[Task instructions]
A. From the article on UBC's research clusters, reproduce the passage that begins with "Pictured: Ama Kyeremeh, Women’s" and ends after "solve big problems.".
B. Decide whether each statement agrees with the article on UBC's research clusters. Answer yes or no for each, and quote the article's deciding words. (i) Kyeremeh earned her Master's degree at Simon Fraser University. (ii) The Language Sciences Initiative was a new cluster in 2019. (iii) Kyeremeh came to Vancouver from Montreal.

Pictured: Ama Kyeremeh, Women’s Health Research Cluster Coordinator, pictured at the Djavad Mowafaghian Centre for Brain Health. Image credit: Paul Joseph/UBC.
The Research Excellence Clusters program at the University of British Columbia continues to support research across disciplines, linking the neuroscience community with experts across campus to ask big questions and solve big problems.
In 2019, the program funded three clusters lead by researchers affiliated with the Djavad Mowafaghian Centre for Brain Health. The Dynamic Brain Circuits in Health and Disease Cluster (PI: Dr. Tim Murphy) and the Language Sciences Initiative (PI: Dr. Janet Werker) received another year of funding; a new cluster, the Women’s Health Research Cluster (PI: Dr. Liisa Galea) has begun working toward improving women’s experience in the healthcare system by understanding the unique physiological and social challenges that affect how women experience health and disease.
Women’s health in focus
To begin, Dr. Galea and colleagues have hired Ama Kyeremeh, who completed her Master’s degree in Public Health under the supervision of Dr. Angela Kaida at Simon Fraser University, in the role of cluster coordinator. Kyeremeh, who came to Vancouver from Toronto, has a particular interest in women’s health, having spent her graduate practicum working with the Canadian HIV Women’s Sexual and Reproductive Health Cohort Study (CHIWOS). With the CHIWOS study, Kyeremeh explored the role of AIDS Service Organizations (ASOs) in addressing the social and health care needs of women living with HIV in British Columbia; using CHIWOS data, she investigated the patterns of service use of ASOs by women living with HIV across a range of available support networks in BC.
“Working with CHIWOS gave me a unique perspective on women’s health research,” said Kyeremeh. “There is such a broad scope of women’s research happening locally, and it’s important to me to get that knowledge out into the community and to rally around the researchers conducting important sex-specific research at UBC and its related centres, including the Djavad Mowafaghian Centre for Brain Health, Women’s Health Research Institute, and beyond.”
“It’s well past time for an interdisciplinary, and integrative women’s health research program,” said Kyeremeh.
“It’s so important to have researchers focus on understanding women’s health issues,” said Dr. Liisa Galea. “In general, women experience poorer health from missed diagnoses, minimized symptoms, greater burdens of specific diseases, and poorly targeted treatment than men. Through the work of this cluster, we have an opportunity to provide the research and clinical communities with invaluable information that will make help make women healthier.”

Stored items
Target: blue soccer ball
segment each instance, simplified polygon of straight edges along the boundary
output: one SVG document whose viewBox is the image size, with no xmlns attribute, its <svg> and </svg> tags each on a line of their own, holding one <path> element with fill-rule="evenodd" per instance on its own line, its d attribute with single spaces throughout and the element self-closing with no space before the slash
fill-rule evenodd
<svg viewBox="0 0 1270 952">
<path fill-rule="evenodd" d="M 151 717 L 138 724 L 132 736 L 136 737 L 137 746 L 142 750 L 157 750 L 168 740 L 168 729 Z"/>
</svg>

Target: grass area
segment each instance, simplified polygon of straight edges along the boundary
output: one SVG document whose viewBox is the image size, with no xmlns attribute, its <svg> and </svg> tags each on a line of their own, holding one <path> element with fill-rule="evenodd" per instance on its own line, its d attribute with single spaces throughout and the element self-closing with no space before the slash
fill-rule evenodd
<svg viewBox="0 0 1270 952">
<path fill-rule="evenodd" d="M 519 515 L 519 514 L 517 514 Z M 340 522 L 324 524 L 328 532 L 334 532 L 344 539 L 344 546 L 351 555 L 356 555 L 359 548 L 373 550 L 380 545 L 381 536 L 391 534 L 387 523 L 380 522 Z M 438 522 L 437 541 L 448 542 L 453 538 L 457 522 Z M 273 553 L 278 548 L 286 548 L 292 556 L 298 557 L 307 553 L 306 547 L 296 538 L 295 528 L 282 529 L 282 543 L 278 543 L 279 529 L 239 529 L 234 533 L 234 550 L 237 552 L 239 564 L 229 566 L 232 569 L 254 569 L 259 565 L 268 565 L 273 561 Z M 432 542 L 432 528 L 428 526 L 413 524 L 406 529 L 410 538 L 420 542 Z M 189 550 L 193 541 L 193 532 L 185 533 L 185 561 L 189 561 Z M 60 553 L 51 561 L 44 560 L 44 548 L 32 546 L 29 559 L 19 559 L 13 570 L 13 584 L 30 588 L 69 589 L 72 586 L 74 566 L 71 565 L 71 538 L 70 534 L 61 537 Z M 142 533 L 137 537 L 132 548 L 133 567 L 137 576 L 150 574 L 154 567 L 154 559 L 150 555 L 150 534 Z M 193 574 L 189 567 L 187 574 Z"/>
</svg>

[Responses by task]
A.
Pictured: Ama Kyeremeh, Women’s Health Research Cluster Coordinator, pictured at the Djavad Mowafaghian Centre for Brain Health. Image credit: Paul Joseph/UBC.
The Research Excellence Clusters program at the University of British Columbia continues to support research across disciplines, linking the neuroscience community with experts across campus to ask big questions and solve big problems.

B.
(i) Yes: "completed her Master’s degree in Public Health under the supervision of Dr. Angela Kaida at Simon Fraser University"
(ii) No: "the Language Sciences Initiative (PI: Dr. Janet Werker) received another year of funding"
(iii) No: "Kyeremeh, who came to Vancouver from Toronto"